» **About this exercise**: Produce exactly the lines from the one holding "mode = per-instance" through the last line of the data below, with every picture left out.

*** Begin section ***

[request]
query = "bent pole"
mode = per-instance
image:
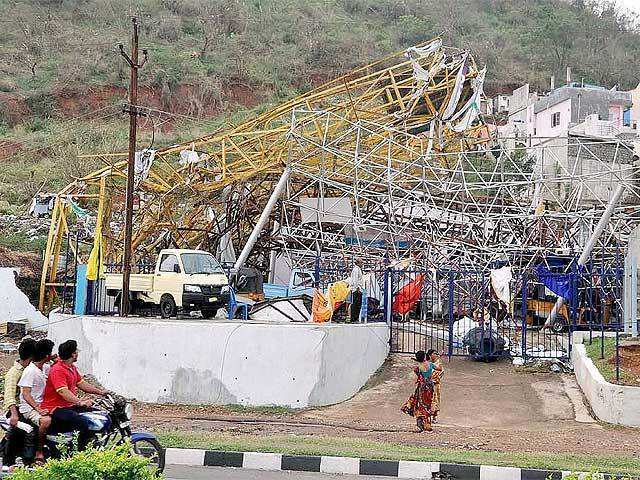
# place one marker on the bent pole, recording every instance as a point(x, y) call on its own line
point(264, 218)
point(588, 248)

*** End section ***

» **Exercise answer**:
mode = per-instance
image:
# place one marker on the bent pole, recording every instance as a point(x, y) call on its own line
point(264, 218)
point(588, 248)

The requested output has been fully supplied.